## What this exercise asks
- a) According to the multipath post, what has been the historical approach to deciding which paths get multipathed?
- b) Lay out the records below as a two-column CSV with the header row instruction,marked_points. Give one row per record, with its text and its answer each in a single quoted field and line breaks turned into spaces.

## Source extract
Multipath path classification revisited

Martin Wilck <mwilck@xxxxxxxx> · Wed, 17 Jan 2018 17:27:07 +0100

Here's an attempt to write down the issue from ground up. Let me know
if I've missed, or if you disagree with, anything in this document.

**TL;DR:** Please scroll down to the "Recommendations" section.

# The goal

The goal is to make good decisions whether a given path is part of a multipath
map, and make multipath setup "just work". This implies:

 * (Mandatory) multipathing must not harm system stability.

   - Entering emergency mode because a wrong multipath classification must be
     avoided. 
   - Multipath activation shouldn't cause devices or filesystems to
     be undetected, even if they're not required for booting (unless these file
     systems are marked "nofail", emergency mode will be entered anyway).

 * (Important) Known devices that are reachable via multiple paths should be
    detected and set up correctly under multipath. It should be avoided that only
    a single path is used for such devices.

 * (Nice-to-have) Newly added devices should classified correctly.

# Blacklisting

The historical approach to the problem has been blacklisting. Users are
supposed to set the list of paths to be multipathed using blacklist and
blacklist exceptions. This works well if done properly.

## Data for the task
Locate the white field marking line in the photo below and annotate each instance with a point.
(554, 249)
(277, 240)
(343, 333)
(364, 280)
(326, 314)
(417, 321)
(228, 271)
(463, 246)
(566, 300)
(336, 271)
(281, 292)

## Completed exercise
- a) Blacklisting.

- b)
instruction,marked_points
"Locate the white field marking line in the photo below and annotate each instance with a point.","(554, 249) (277, 240) (343, 333) (364, 280) (326, 314) (417, 321) (228, 271) (463, 246) (566, 300) (336, 271) (281, 292)"